FRAGMENTO DEL DOCUMENTO:

Entre julio y el aniversario de la muerte de Marilyn, está el aniversario de boda de mis padres, que es, precisamente, hoy: uno de agosto. Cuarenta y tres años de matrimonio. Vértigo da pensar en ello: en la cifra, en la velocidad con la que pasa el tiempo. Las imágenes del día de su boda están muy presentes en mi cabeza porque de vez en cuando echamos un vistazo a las fotos en blanco y negro de ese álbum que mi madre conserva en uno de los altillos del armario de su habitación. Casi todas las bodas son parecidas. La ilusión, el nerviosismo, la incógnita de lo que vendrá después... Todos esos años. Cuarenta y tres, ya digo, en el caso de mis padres. No solemos ponernos tristes ni melancólicos cuando revisamos esas fotos. Todo lo contrario. Es una sensación rara pero placentera, reconfortante. Están ahí, los dos, mis padres, en el álbum, en esas fotografías en blanco y negro, y están aquí, a nuestro lado. No es poca cosa. Si exceptuamos la enfermedad de mi madre, podríamos decir que su vida en común no ha estado mal. Todo lo contrario. Si contamos con ella, con la dichosa enfermedad, no deberíamos quejarnos del todo. Porque, pese a ella, a la enfermedad, mi madre está ahí. Aquí estará dentro de un rato, alrededor del mediodía. Vienen a comer con nosotros. Ése es nuestro regalo: prepararles la comida. Mi madre, que es una estupenda cocinera aunque detesta cocinar (cosa extraña, lo sé), no conoce mejor regalo. No le importa que sea un plato sencillo o sofisticado: eso le da igual. Lo que cuenta es que no lo tiene que preparar. Según van pasando los años, más va detestando el tema de la cocina, qué cosas.

CONJUNTO DE DATOS:
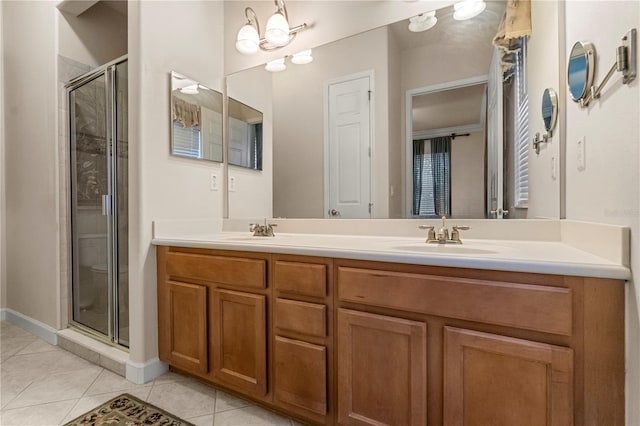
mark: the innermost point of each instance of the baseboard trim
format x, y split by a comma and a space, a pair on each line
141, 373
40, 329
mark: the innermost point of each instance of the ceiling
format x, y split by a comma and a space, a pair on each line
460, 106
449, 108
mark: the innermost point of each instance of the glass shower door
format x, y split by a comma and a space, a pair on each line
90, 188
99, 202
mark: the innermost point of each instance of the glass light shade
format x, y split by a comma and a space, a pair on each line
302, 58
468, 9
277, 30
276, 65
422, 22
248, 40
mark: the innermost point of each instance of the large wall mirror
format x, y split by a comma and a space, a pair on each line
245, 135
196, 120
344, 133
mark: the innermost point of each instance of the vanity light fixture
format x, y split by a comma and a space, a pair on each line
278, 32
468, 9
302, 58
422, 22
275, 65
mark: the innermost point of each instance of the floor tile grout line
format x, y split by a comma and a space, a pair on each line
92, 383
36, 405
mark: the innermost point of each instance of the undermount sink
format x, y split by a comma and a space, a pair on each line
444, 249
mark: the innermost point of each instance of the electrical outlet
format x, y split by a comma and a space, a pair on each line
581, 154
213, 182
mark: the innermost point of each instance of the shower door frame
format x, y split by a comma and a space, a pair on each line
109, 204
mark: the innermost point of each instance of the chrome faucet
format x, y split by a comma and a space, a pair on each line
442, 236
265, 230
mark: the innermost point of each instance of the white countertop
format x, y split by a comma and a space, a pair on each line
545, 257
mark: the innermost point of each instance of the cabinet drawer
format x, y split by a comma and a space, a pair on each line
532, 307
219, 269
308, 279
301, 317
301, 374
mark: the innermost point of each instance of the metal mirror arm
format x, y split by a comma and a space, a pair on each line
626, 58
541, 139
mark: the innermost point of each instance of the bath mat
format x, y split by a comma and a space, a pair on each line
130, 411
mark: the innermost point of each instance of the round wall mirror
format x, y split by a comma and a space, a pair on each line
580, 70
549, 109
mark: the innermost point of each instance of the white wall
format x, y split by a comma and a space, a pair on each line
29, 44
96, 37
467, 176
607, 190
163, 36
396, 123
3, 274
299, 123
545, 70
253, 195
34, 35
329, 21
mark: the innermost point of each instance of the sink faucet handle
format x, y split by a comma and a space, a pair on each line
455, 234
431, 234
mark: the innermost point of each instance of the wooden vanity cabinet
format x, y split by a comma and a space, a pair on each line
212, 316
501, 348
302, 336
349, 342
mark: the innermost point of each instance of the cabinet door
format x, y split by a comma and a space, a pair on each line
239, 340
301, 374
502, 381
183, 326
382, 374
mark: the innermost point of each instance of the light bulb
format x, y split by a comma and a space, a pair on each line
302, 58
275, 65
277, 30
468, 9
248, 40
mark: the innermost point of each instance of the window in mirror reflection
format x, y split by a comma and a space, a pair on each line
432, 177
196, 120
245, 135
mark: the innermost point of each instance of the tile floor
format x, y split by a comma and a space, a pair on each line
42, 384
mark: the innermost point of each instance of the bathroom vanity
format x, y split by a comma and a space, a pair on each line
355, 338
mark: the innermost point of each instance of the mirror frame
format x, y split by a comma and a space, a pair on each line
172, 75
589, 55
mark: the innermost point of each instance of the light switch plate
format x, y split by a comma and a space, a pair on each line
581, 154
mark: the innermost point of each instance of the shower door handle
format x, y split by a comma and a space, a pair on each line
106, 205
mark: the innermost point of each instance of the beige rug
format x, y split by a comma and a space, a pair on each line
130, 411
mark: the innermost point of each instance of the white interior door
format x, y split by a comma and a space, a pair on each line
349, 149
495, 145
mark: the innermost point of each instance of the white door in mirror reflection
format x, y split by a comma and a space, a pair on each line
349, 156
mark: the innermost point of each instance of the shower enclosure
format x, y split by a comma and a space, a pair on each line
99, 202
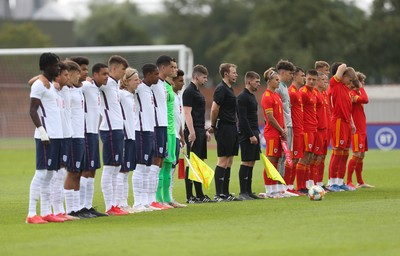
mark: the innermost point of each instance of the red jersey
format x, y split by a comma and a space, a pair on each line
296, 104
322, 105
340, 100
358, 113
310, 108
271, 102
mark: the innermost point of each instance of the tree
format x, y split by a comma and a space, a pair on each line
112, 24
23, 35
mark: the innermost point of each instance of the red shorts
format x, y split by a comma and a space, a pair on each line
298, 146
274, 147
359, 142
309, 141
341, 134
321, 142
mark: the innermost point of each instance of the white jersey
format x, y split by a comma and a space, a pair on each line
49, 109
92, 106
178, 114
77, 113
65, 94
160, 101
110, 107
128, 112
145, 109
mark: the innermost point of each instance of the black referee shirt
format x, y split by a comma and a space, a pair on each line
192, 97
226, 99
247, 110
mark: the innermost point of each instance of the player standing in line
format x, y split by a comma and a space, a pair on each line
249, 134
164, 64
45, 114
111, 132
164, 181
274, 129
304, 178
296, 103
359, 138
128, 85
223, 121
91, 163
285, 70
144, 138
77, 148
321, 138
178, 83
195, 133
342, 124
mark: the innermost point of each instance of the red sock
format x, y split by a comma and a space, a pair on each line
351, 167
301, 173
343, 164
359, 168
==
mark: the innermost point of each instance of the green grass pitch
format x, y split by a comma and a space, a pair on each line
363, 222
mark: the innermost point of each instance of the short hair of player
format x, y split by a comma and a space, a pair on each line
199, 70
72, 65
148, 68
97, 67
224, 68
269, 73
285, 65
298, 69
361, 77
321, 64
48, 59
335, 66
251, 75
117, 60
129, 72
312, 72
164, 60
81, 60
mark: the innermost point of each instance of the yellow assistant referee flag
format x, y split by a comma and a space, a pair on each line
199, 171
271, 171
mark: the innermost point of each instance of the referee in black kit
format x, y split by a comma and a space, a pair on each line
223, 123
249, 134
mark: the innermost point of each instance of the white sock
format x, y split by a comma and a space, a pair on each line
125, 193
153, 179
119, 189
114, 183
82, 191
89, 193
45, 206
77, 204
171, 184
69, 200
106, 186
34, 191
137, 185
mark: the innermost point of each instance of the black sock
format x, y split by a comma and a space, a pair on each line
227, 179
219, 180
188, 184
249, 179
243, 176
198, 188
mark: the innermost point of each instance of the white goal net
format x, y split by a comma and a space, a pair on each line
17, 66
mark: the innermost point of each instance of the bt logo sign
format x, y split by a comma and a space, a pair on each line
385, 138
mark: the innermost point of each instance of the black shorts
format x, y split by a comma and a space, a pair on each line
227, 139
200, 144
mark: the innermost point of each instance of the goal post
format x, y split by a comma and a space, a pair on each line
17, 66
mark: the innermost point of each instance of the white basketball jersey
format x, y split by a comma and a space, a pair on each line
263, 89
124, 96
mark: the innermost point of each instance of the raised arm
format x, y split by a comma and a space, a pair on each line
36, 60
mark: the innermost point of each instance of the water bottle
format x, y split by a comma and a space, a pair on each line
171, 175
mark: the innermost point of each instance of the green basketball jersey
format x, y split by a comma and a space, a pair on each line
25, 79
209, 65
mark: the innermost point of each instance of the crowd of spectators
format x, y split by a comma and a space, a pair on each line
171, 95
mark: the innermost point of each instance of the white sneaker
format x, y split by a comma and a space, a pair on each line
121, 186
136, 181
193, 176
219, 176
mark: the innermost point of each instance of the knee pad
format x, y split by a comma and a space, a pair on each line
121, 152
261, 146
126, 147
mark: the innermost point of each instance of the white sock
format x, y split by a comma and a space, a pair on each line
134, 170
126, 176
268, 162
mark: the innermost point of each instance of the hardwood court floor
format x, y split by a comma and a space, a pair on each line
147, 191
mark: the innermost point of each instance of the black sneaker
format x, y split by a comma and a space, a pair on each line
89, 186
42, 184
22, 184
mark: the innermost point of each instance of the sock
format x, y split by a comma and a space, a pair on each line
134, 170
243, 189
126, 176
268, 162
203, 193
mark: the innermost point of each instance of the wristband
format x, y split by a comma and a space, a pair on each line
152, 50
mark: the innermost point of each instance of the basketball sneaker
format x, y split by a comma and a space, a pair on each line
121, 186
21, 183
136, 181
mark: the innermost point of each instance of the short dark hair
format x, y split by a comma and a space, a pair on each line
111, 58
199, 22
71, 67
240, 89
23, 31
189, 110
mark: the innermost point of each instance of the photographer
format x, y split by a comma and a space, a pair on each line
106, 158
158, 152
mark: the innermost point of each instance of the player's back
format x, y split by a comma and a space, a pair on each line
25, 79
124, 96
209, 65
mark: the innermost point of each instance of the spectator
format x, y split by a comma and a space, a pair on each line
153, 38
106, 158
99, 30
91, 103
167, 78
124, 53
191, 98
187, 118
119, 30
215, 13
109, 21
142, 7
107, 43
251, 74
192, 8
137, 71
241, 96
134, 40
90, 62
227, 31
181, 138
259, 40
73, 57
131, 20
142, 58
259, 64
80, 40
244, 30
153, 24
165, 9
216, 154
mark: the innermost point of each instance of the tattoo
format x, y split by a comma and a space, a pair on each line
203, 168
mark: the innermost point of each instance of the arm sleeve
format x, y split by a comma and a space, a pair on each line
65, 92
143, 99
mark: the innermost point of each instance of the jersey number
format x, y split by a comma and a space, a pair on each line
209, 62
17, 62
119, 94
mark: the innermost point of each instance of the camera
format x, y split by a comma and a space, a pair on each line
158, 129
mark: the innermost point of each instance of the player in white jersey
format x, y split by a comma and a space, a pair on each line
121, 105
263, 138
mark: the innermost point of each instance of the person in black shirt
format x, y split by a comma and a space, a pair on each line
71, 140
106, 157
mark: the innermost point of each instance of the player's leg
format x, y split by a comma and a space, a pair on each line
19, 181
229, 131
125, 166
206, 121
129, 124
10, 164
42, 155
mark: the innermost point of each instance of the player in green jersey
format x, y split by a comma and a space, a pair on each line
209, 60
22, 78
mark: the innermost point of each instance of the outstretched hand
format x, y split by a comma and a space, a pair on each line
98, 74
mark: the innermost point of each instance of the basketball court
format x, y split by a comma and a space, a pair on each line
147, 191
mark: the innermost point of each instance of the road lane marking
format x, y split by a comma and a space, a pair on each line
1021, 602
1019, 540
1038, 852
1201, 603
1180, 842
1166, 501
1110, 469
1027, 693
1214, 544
* * *
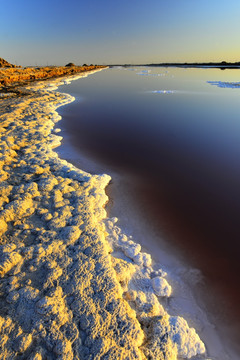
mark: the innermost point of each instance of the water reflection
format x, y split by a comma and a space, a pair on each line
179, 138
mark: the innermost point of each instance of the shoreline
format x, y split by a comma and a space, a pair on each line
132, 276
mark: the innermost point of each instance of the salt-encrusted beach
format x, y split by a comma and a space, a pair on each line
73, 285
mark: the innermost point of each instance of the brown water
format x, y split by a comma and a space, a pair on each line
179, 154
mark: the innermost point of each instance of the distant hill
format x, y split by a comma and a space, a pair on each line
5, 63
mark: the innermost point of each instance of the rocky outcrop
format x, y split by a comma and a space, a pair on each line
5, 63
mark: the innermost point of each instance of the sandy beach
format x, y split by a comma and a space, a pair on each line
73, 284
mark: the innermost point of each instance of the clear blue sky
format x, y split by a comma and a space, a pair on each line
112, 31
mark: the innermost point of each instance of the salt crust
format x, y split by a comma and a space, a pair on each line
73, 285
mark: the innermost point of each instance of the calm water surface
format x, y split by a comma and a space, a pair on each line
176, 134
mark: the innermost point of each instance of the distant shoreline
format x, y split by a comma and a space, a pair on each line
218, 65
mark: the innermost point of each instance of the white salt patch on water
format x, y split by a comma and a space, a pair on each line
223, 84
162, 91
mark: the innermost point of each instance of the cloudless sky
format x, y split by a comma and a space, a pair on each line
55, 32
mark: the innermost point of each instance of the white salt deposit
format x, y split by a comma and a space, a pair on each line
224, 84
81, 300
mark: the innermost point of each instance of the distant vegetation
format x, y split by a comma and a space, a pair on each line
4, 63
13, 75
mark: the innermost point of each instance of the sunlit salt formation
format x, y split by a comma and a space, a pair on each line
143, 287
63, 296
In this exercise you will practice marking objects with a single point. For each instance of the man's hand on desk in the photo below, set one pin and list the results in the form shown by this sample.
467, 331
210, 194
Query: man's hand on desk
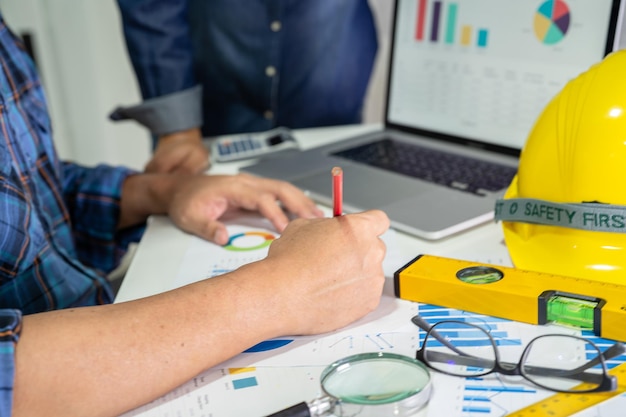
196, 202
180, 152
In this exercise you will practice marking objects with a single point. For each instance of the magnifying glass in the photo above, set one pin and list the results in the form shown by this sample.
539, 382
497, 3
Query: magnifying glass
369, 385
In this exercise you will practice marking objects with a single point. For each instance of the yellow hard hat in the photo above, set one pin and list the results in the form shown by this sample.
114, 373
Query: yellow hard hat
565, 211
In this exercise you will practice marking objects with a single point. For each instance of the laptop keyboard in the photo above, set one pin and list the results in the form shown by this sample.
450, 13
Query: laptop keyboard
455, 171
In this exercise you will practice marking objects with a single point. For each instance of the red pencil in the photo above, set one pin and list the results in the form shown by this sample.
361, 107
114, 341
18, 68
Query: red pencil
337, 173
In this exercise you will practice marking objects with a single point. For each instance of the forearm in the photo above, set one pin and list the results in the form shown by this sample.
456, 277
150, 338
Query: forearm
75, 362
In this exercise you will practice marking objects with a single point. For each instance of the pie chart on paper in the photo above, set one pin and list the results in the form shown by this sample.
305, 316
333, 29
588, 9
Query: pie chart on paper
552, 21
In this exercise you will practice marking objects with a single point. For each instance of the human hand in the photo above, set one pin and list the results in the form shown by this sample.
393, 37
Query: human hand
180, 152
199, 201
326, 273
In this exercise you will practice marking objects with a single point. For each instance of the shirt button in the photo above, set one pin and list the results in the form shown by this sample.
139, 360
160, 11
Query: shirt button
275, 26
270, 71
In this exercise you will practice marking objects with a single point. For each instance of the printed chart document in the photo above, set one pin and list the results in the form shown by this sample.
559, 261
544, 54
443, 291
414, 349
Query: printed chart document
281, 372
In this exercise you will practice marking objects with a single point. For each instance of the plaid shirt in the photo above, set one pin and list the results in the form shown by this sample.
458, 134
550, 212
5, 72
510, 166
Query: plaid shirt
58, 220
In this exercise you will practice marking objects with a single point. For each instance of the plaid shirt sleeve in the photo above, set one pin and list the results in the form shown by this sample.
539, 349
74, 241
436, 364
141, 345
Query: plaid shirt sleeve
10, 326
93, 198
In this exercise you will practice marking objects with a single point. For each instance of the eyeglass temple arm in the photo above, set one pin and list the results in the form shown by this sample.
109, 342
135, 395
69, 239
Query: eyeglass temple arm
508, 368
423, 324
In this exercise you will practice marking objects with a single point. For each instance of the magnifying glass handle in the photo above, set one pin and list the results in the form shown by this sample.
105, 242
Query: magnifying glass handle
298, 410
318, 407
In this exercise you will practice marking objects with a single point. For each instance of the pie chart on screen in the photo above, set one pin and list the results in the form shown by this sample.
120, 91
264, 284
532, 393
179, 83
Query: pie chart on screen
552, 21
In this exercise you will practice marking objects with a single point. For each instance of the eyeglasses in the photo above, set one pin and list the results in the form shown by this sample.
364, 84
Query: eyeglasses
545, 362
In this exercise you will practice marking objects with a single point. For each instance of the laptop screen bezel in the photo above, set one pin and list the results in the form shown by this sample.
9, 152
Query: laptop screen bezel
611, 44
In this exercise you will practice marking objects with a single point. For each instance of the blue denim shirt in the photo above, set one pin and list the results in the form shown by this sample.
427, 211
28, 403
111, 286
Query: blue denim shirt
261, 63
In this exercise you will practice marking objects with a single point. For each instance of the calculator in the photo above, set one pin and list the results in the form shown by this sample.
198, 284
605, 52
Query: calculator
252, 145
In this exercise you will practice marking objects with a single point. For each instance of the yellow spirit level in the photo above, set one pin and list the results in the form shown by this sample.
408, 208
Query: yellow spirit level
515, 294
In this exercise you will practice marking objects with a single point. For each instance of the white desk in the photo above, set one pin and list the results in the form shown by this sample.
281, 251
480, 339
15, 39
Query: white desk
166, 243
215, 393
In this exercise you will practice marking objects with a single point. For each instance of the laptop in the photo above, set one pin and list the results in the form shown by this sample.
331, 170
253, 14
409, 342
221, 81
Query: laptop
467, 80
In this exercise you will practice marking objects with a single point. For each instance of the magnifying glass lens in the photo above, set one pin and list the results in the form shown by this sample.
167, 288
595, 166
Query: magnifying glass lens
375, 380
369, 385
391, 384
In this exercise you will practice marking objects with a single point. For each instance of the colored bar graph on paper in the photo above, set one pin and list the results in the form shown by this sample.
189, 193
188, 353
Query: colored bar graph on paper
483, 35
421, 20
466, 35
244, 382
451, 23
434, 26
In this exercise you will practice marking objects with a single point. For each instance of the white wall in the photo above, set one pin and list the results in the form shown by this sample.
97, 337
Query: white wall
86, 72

INSTRUCCIÓN A: ¿Coinciden con el fragmento sobre el aniversario de boda las afirmaciones siguientes? (i) Los padres llevan cuarenta y tres años casados. (ii) La familia suele ponerse melancólica al revisar las fotos de la boda. (iii) A la madre le gusta cocinar. Responde sí o no a cada una y cita literalmente las palabras del fragmento que lo deciden.
INSTRUCCIÓN B: ¿Podrías continuar el fragmento sobre el aniversario de boda a partir de su última frase?

RESULTADO DEL EJERCICIO A:
(i) Sí: «Cuarenta y tres años de matrimonio.»
(ii) No: «No solemos ponernos tristes ni melancólicos cuando revisamos esas fotos.»
(iii) No: «Mi madre, que es una estupenda cocinera aunque detesta cocinar (cosa extraña, lo sé), no conoce mejor regalo.»

RESULTADO DEL EJERCICIO B:
Llegarán alrededor del mediodía y la casa se irá llenando de risas, voces, palabras... Las quejas de mi padre porque nunca quiere celebrar nada (¿son todos los padres de su generación iguales?) y la alegría de mi madre. Aquí (mi padre lo sabe) no hay escapatoria: hay que celebrarlo todo: somos mayoría. Dejar los problemas a un lado. Y descorchar el vino. El de la juventud, que diría el gran John Fante (¡qué prodigio de relatos los que acaba de publicar Anagrama -donde también está publicada el resto de su obra: nadie debería perdérsela con ninguna excusa- bajo ese título precisamente,"El vino de la juventud"!), que cada vez, por tantas razones, va siendo más escaso. Pero hoy no importa nada de eso. Sólo las risas, las voces, las palabras con las que, dentro de un rato, alrededor del mediodía, ser irá llenando esta casa. Las que algún día, tal vez hojeando el álbum de fotografías que mi madre conserva en el altillo del armario de la habitación que comparte con mi padre desde hace cuarenta y tres años, recordaremos.